— Begin Stored rows —

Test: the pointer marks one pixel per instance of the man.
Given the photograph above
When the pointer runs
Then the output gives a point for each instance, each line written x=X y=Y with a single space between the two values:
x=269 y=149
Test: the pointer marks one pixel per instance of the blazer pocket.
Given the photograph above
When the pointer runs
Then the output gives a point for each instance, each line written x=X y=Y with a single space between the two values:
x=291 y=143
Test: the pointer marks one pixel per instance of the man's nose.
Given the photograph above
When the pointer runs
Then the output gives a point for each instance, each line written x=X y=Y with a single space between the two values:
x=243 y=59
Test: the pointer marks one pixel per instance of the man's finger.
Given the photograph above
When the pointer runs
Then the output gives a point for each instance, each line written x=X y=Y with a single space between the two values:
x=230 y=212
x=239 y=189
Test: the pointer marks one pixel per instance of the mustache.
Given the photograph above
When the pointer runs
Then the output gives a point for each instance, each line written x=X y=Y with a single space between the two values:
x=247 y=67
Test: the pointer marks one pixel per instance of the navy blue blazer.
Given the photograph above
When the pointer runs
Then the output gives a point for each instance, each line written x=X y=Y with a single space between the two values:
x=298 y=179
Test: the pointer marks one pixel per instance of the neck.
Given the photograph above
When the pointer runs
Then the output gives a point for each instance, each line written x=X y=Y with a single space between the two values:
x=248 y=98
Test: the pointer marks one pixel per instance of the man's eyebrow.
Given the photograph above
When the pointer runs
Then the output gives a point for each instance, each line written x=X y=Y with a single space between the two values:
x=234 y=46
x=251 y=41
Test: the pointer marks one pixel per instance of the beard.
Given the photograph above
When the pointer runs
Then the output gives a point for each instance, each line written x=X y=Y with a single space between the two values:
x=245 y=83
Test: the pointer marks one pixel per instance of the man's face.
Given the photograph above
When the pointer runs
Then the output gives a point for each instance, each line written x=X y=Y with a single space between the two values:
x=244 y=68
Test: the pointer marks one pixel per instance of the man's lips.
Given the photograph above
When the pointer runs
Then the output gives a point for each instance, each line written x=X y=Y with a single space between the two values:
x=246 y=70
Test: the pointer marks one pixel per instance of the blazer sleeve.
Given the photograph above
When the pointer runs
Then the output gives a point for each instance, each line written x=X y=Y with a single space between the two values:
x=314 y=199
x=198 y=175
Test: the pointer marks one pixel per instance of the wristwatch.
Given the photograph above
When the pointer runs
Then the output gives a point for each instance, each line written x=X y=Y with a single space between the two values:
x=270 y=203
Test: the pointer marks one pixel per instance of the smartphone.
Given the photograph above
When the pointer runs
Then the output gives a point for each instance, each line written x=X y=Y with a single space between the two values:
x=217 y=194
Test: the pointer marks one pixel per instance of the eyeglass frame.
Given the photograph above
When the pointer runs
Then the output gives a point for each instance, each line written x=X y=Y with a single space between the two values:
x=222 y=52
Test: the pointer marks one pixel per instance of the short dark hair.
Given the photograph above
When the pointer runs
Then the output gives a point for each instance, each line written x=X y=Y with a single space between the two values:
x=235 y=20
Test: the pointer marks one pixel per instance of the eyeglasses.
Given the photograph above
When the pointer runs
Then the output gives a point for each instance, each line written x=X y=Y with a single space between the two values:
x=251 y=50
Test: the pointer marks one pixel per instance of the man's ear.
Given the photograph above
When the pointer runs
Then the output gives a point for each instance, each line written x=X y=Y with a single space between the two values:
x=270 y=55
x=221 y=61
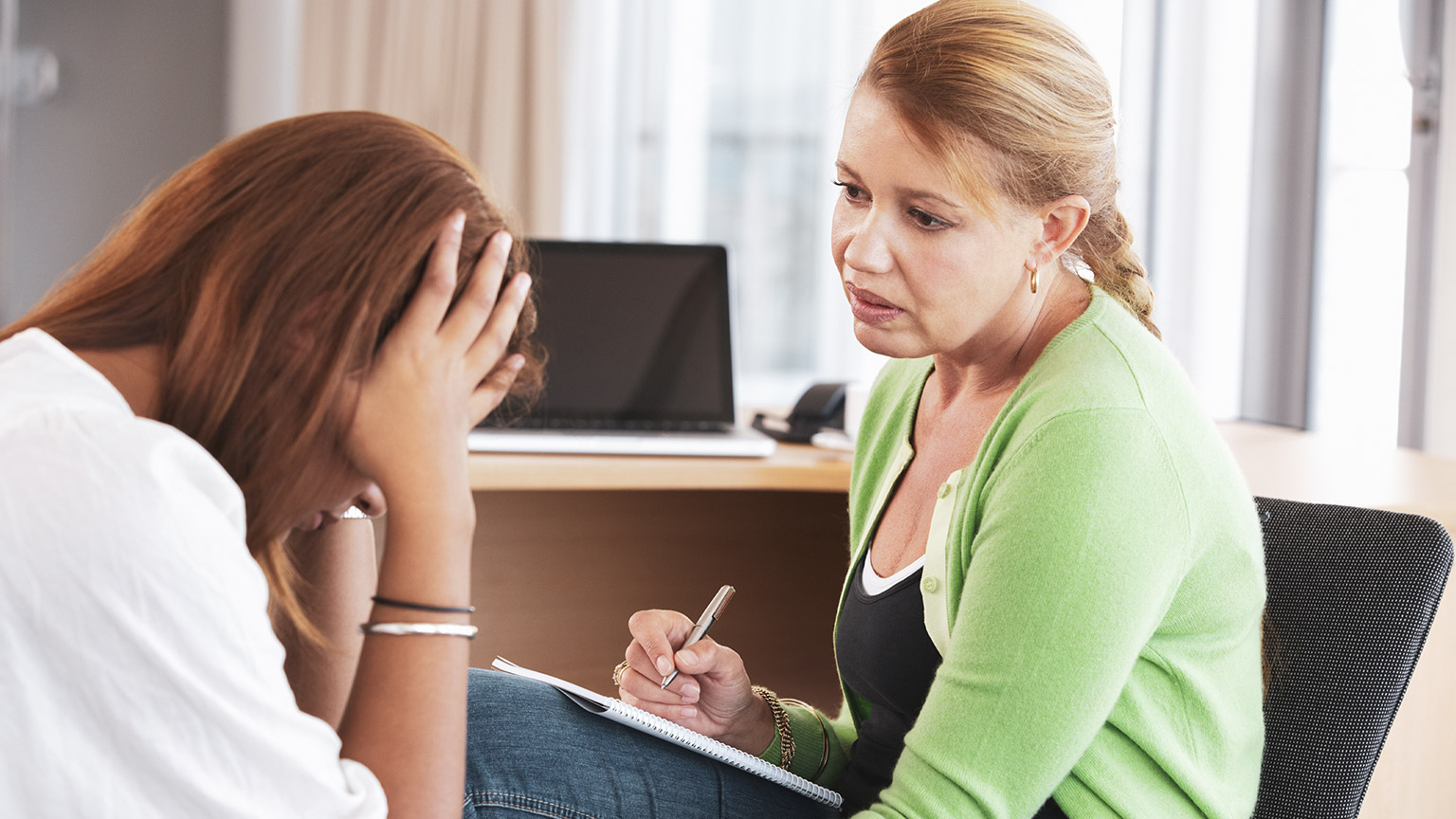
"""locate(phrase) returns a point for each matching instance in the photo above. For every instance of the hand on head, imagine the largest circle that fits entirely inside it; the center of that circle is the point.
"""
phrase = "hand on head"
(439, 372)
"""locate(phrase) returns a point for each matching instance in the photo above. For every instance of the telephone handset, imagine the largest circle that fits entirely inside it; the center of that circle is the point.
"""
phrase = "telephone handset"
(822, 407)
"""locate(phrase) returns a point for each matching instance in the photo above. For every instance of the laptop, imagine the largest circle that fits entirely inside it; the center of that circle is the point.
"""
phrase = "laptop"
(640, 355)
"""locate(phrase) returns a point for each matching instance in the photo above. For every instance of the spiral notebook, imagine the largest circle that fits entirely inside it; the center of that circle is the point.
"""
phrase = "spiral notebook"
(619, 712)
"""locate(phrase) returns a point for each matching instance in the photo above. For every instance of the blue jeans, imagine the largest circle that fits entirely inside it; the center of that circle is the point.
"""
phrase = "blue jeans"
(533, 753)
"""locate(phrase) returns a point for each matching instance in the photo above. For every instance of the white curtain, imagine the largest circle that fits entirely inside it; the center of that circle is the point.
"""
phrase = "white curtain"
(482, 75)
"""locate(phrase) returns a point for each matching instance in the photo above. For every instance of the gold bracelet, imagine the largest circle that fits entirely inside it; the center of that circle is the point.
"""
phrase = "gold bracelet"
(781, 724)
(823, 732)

— End Stored rows —
— Begin Stored rows —

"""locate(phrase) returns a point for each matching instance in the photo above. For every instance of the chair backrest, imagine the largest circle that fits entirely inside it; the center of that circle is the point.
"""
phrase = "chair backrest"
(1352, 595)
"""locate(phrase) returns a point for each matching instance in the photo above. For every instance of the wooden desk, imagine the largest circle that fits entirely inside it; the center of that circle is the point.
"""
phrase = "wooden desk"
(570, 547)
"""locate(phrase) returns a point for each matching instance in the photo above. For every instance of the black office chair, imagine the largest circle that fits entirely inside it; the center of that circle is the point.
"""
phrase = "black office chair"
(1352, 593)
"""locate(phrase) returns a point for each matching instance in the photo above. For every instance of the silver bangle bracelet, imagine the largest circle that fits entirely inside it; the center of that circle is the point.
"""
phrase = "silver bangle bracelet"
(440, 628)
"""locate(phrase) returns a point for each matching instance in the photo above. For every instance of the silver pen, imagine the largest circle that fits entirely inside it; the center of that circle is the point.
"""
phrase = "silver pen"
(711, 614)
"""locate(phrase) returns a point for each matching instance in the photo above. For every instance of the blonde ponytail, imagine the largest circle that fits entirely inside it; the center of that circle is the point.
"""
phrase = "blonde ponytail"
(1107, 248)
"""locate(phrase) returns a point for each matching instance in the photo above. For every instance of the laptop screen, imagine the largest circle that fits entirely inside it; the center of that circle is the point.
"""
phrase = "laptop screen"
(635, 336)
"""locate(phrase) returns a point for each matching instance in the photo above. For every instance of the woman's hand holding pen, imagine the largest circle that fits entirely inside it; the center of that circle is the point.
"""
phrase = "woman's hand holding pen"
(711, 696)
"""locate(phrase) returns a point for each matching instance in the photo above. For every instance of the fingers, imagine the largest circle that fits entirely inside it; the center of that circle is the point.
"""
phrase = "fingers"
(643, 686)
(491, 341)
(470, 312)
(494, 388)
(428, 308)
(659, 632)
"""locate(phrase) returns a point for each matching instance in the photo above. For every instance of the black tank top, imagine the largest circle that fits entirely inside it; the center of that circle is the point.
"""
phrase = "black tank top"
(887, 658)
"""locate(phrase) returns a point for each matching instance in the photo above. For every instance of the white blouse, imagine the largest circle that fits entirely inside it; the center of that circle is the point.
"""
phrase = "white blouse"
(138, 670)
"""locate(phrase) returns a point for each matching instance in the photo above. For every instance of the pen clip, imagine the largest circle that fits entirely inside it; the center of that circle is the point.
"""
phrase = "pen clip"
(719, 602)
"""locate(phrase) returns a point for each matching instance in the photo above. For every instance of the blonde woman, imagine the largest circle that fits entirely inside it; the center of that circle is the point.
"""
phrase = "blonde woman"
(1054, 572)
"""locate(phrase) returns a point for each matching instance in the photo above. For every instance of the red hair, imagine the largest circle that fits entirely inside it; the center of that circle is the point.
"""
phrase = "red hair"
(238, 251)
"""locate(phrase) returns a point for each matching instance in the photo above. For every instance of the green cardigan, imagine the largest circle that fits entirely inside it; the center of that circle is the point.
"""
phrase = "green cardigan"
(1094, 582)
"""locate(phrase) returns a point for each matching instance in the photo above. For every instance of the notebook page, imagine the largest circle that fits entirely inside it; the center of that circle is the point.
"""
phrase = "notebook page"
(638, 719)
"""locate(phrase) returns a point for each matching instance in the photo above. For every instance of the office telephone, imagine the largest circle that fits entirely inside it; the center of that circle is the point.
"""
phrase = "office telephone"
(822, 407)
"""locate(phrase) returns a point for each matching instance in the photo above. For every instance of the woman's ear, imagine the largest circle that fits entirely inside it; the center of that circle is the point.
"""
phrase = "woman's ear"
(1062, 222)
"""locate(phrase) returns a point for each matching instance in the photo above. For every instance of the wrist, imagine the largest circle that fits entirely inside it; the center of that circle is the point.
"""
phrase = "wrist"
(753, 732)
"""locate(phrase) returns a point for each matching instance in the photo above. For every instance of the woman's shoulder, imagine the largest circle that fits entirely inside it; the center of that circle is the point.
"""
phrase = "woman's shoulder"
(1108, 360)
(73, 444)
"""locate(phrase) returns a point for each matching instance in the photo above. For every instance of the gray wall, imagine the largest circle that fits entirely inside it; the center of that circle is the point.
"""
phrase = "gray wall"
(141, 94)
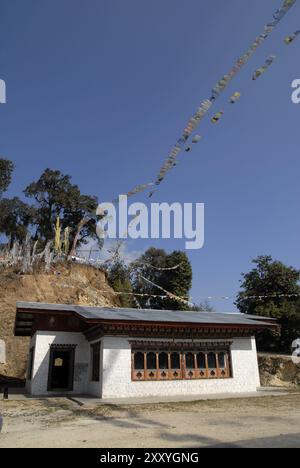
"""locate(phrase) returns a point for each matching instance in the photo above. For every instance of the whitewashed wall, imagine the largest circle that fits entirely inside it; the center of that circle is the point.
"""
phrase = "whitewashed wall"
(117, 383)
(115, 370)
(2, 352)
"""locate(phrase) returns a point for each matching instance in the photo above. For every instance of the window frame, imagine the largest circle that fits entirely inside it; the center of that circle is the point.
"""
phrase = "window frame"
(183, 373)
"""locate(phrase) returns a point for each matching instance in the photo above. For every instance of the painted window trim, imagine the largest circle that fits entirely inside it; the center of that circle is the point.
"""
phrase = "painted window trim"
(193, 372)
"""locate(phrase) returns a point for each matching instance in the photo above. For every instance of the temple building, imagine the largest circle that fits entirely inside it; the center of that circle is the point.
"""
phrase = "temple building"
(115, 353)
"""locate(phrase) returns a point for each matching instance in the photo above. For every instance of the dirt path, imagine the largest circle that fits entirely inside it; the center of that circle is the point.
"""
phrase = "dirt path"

— End Stored rows —
— Begin Stored rows —

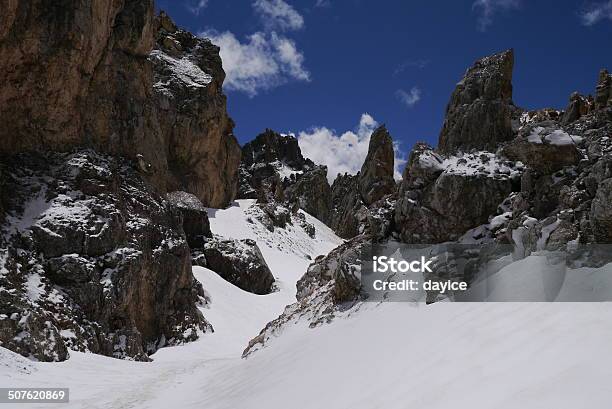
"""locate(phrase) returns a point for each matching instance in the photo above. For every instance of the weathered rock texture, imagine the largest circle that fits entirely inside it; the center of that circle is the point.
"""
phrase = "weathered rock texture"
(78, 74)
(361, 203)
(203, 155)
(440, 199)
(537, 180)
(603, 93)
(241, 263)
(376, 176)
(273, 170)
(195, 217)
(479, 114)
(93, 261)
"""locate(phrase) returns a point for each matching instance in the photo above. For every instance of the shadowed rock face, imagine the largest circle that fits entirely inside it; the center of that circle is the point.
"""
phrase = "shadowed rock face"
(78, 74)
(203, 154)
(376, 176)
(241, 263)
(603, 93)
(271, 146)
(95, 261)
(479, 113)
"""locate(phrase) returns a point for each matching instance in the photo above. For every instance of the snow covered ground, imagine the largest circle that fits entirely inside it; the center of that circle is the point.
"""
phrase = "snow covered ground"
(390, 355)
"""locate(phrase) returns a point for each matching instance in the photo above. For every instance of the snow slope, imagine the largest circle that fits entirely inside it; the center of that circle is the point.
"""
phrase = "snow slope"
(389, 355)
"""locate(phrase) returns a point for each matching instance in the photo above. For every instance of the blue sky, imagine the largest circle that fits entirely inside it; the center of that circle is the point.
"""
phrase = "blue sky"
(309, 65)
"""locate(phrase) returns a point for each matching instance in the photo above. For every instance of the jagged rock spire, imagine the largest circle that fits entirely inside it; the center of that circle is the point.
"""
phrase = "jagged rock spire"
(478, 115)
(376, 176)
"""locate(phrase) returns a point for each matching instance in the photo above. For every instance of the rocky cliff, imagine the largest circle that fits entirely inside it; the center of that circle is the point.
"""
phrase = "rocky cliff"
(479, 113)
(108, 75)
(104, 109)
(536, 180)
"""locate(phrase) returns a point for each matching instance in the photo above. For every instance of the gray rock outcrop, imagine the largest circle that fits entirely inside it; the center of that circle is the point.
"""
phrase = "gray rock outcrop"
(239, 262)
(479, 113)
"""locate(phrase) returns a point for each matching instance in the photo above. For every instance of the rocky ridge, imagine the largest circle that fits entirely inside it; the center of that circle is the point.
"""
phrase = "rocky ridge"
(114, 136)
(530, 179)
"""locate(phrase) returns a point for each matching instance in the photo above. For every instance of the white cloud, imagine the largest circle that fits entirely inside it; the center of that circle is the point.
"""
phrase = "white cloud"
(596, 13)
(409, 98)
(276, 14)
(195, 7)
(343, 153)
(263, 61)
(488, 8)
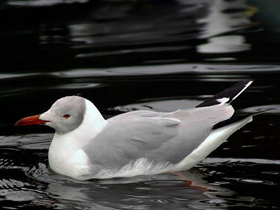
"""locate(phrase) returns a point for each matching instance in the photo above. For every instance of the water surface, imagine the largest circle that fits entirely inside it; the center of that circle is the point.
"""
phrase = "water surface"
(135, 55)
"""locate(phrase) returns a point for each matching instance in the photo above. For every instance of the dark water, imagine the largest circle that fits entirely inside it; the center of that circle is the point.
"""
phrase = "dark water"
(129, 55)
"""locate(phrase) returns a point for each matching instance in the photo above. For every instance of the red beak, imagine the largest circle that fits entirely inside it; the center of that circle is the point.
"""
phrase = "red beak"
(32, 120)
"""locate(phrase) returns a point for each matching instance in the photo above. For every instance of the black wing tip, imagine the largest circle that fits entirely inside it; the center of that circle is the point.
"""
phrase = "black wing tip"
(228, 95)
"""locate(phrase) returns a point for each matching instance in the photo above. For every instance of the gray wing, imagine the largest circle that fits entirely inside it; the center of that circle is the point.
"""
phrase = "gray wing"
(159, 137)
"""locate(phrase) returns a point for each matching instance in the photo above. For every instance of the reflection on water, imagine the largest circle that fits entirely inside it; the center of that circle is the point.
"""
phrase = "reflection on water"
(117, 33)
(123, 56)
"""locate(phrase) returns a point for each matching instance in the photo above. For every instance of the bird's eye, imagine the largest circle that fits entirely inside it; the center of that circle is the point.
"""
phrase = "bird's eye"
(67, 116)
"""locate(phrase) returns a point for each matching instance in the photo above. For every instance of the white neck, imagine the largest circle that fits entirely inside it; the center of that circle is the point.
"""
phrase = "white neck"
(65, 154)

— End Stored rows —

◆ **What the exercise asks**
List every line in the rows above that contains the string "reflection", copying each line in full.

◆ **Correct answer**
"""locate(phrase) returns a point for each matching instance in the photo above. For every instance of the reflection on water, imagine the largest circle that fits entirely inside it; the center of that circle is the point.
phrase = "reflection on water"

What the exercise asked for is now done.